*** Opening Available data ***

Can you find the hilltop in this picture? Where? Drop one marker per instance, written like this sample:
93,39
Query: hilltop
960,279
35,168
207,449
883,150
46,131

*** Closing Available data ***

*Exercise:* Copy every line above exactly.

*Task response:*
Can you find the hilltop in this picture? Where? Drop one marker per instance, written like this sample:
93,39
Query: hilltop
960,279
35,168
207,449
883,150
46,131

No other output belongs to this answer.